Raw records

****

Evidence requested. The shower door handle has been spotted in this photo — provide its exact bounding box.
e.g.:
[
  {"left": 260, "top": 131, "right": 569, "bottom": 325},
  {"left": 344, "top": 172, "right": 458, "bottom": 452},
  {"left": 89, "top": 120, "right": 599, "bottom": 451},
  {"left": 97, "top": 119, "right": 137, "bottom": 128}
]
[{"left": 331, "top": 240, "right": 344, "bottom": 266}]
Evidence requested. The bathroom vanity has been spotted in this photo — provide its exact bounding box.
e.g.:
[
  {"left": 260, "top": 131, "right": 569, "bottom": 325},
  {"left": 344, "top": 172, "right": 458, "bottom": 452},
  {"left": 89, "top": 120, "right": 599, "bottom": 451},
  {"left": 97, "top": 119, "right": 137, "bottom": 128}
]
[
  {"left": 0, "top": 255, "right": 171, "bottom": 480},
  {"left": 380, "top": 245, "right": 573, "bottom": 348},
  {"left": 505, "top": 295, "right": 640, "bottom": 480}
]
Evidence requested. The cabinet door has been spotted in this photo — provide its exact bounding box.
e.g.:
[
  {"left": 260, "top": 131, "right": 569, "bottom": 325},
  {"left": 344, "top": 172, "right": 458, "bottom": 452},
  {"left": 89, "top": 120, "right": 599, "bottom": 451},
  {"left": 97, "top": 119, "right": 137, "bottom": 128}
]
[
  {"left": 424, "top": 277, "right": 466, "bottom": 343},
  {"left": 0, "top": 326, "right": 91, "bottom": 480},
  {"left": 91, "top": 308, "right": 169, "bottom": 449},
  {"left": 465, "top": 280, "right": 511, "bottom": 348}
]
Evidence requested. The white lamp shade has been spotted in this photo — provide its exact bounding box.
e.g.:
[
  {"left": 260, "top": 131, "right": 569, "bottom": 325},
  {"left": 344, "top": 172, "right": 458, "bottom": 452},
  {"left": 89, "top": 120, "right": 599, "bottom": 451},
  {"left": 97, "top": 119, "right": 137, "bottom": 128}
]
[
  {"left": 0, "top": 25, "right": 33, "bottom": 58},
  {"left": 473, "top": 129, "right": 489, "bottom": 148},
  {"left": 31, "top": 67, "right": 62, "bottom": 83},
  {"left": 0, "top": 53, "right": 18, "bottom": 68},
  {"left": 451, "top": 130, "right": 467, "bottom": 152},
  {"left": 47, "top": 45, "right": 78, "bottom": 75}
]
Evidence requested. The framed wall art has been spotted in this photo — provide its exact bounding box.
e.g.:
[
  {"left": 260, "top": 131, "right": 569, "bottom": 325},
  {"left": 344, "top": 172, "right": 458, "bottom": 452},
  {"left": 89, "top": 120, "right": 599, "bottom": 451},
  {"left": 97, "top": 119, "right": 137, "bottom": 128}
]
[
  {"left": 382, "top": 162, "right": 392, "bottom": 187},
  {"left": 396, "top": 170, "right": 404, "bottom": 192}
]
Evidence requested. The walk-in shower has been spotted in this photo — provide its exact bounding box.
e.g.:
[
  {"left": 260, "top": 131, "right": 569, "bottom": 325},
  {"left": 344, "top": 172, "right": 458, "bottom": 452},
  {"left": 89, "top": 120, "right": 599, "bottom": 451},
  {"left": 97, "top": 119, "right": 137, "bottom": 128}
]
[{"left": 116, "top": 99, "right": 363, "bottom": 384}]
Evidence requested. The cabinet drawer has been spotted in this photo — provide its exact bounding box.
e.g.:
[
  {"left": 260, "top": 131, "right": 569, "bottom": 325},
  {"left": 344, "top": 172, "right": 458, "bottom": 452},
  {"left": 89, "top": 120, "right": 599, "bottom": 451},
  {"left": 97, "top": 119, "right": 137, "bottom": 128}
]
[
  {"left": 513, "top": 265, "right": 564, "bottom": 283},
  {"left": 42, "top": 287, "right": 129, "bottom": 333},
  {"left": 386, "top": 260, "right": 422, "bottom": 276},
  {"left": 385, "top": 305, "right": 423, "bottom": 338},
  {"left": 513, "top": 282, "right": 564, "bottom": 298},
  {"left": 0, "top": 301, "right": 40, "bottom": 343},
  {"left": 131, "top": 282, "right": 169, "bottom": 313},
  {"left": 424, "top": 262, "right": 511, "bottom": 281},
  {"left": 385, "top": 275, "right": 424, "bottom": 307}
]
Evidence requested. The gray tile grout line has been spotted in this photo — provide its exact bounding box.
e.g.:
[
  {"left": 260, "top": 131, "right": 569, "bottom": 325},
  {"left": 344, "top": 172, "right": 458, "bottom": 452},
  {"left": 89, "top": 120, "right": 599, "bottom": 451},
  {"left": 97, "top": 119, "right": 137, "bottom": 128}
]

****

== EXERCISE OBJECTIVE ==
Rewrite all of the material above, swapping every instance of "has been spotted" for "was located" and leaving everything else unchanged.

== EXERCISE OUTPUT ==
Evidence requested. The shower door handle was located in this photo — provide its exact bounding box.
e.g.:
[
  {"left": 260, "top": 131, "right": 569, "bottom": 325},
  {"left": 344, "top": 172, "right": 458, "bottom": 452},
  {"left": 89, "top": 120, "right": 599, "bottom": 451},
  {"left": 97, "top": 119, "right": 137, "bottom": 128}
]
[{"left": 331, "top": 240, "right": 344, "bottom": 266}]
Evidence requested. The bathroom vanity was located in this photo — provide its exact bounding box.
e.g.:
[
  {"left": 260, "top": 131, "right": 569, "bottom": 325},
  {"left": 344, "top": 172, "right": 458, "bottom": 452},
  {"left": 89, "top": 120, "right": 599, "bottom": 451},
  {"left": 97, "top": 119, "right": 137, "bottom": 128}
]
[
  {"left": 0, "top": 255, "right": 171, "bottom": 480},
  {"left": 380, "top": 245, "right": 573, "bottom": 348},
  {"left": 505, "top": 295, "right": 640, "bottom": 480}
]
Evidence requested. The cabinet door was located in this photo — provide its exact bounding box.
e.g.:
[
  {"left": 260, "top": 131, "right": 569, "bottom": 325},
  {"left": 344, "top": 172, "right": 458, "bottom": 452},
  {"left": 89, "top": 120, "right": 599, "bottom": 451},
  {"left": 97, "top": 119, "right": 137, "bottom": 128}
]
[
  {"left": 424, "top": 277, "right": 466, "bottom": 343},
  {"left": 0, "top": 326, "right": 91, "bottom": 480},
  {"left": 91, "top": 308, "right": 169, "bottom": 449},
  {"left": 465, "top": 280, "right": 511, "bottom": 348}
]
Evidence requested. The white lamp shade was located in this photo — provide its exact bounding box.
e.g.:
[
  {"left": 260, "top": 131, "right": 569, "bottom": 325},
  {"left": 344, "top": 172, "right": 458, "bottom": 452},
  {"left": 89, "top": 120, "right": 599, "bottom": 451},
  {"left": 97, "top": 119, "right": 137, "bottom": 128}
]
[
  {"left": 0, "top": 25, "right": 33, "bottom": 58},
  {"left": 473, "top": 129, "right": 489, "bottom": 148},
  {"left": 31, "top": 67, "right": 62, "bottom": 83},
  {"left": 0, "top": 53, "right": 18, "bottom": 68},
  {"left": 451, "top": 130, "right": 467, "bottom": 152},
  {"left": 47, "top": 45, "right": 78, "bottom": 75}
]
Evidence requested. The framed wall art was located in this photo — provide its exact bounding box.
e.g.:
[
  {"left": 260, "top": 131, "right": 569, "bottom": 325},
  {"left": 344, "top": 172, "right": 458, "bottom": 452},
  {"left": 89, "top": 120, "right": 599, "bottom": 451},
  {"left": 97, "top": 119, "right": 137, "bottom": 128}
]
[
  {"left": 382, "top": 162, "right": 392, "bottom": 187},
  {"left": 396, "top": 170, "right": 404, "bottom": 192}
]
Evidence requested. The walk-in shower was located in this photo — provide its exact bounding box.
e.g.:
[
  {"left": 260, "top": 131, "right": 569, "bottom": 325},
  {"left": 344, "top": 172, "right": 458, "bottom": 452},
  {"left": 89, "top": 120, "right": 599, "bottom": 451},
  {"left": 97, "top": 119, "right": 137, "bottom": 128}
]
[{"left": 116, "top": 99, "right": 363, "bottom": 384}]
Evidence requested. The cabinet drawer was located in this photo — provide its exact bounding box.
e.g.:
[
  {"left": 260, "top": 131, "right": 569, "bottom": 325},
  {"left": 344, "top": 172, "right": 458, "bottom": 452},
  {"left": 89, "top": 120, "right": 599, "bottom": 451},
  {"left": 97, "top": 119, "right": 137, "bottom": 128}
]
[
  {"left": 513, "top": 265, "right": 564, "bottom": 283},
  {"left": 42, "top": 287, "right": 129, "bottom": 333},
  {"left": 386, "top": 260, "right": 422, "bottom": 276},
  {"left": 385, "top": 305, "right": 423, "bottom": 338},
  {"left": 513, "top": 282, "right": 564, "bottom": 298},
  {"left": 0, "top": 301, "right": 40, "bottom": 343},
  {"left": 131, "top": 282, "right": 169, "bottom": 313},
  {"left": 424, "top": 262, "right": 511, "bottom": 281},
  {"left": 385, "top": 275, "right": 424, "bottom": 307}
]
Evidence requested. The gray tile grout line was located in this photo — provide its exact bounding box.
e.g.:
[
  {"left": 260, "top": 131, "right": 569, "bottom": 325},
  {"left": 344, "top": 172, "right": 458, "bottom": 452},
  {"left": 89, "top": 120, "right": 599, "bottom": 451},
  {"left": 97, "top": 119, "right": 137, "bottom": 128}
]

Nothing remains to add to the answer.